## Start Selected passage

Given below are two statements: Statement I: The identification of Ni²⁺ is carried out by dimethyl glyoxime in the…

🧠 Two Facts From the DMG Test

The dimethylglyoxime (DMG) test for $\mathrm{Ni^{2+}}$ is one of the most-asked qualitative tests in JEE.

Statement I — Identification of $\mathrm{Ni^{2+}}$ uses DMG in the presence of $\mathrm{NH_4OH}$: TRUE. The alkaline medium deprotonates one $-\mathrm{OH}$ on each DMG, allowing the chelate to form. Without $\mathrm{NH_4OH}$ the rosy-red precipitate $\mathrm{Ni(DMG)_2}$ does not form.

Statement II — DMG is a bidentate neutral ligand: TRUE in JEE convention. The neutral DMG molecule (before deprotonation) coordinates through two N atoms — bidentate. (After deprotonation in the actual nickel complex it's anionic, but as a free ligand it's classified as a neutral bidentate per NCERT.)

Both correct → option (3).

## End Selected passage

▶ **What to do**
A. Answer these questions from the DMG test explanation:
(i) What color is the $\mathrm{Ni(DMG)_2}$ precipitate?
(ii) Through which atoms does the neutral DMG molecule coordinate?
(iii) Which option is given as the correct answer?
B. Rewrite the DMG test explanation between "Statement II —" and "bidentate per NCERT.)", inclusive, replacing each occurrence of "bidentate" with "didentate".
C. Extend the explanation of the dimethylglyoxime test for nickel past its final sentence.

## Start Material

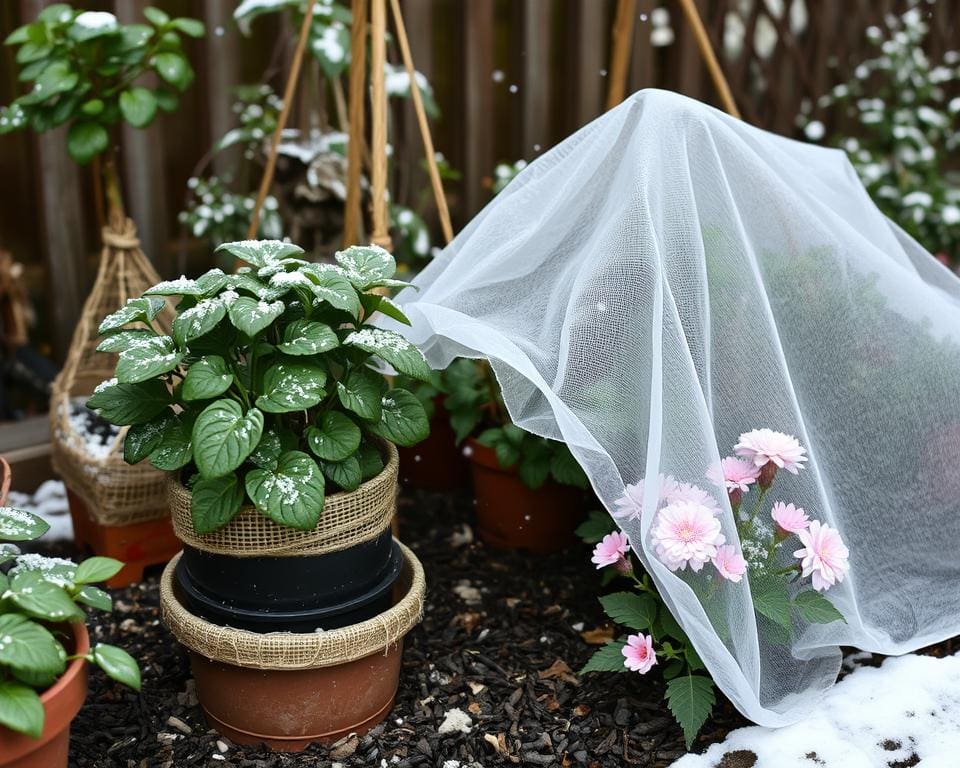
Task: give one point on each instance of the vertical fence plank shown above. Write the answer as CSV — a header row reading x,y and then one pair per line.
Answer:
x,y
142,165
64,233
478,94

## End Material

▶ **Replies**
A.
(i) Rosy-red.
(ii) Two N atoms.
(iii) Option (3).

B.
Statement II — DMG is a didentate neutral ligand: TRUE in JEE convention. The neutral DMG molecule (before deprotonation) coordinates through two N atoms — didentate. (After deprotonation in the actual nickel complex it's anionic, but as a free ligand it's classified as a neutral didentate per NCERT.)

C.
🗺️ The Ni–DMG Picture

Two DMG molecules wrap around $\mathrm{Ni^{2+}}$ in a square-planar geometry. Each DMG donates through 2 N atoms → CN = 4. The deprotonated $-\mathrm{O^-}$ of one DMG hydrogen-bonds to $-\mathrm{OH}$ of the other, locking the planar structure. Net result: insoluble rosy-red $\mathrm{Ni(DMG)_2}$.

⚡ The "Rosy-Red Precipitate" Anchor

DMG + $\mathrm{Ni^{2+}}$ + $\mathrm{NH_4OH}$ → rosy-red precipitate. This colour-cue is itself an answer choice in many MCQs.

⚠️ Bidentate, Not Monodentate

Each DMG has two nitrogens (the two oxime nitrogens). Counting only one — or counting through oxygens — is the typical slip. Stick to N-N as the donor pair.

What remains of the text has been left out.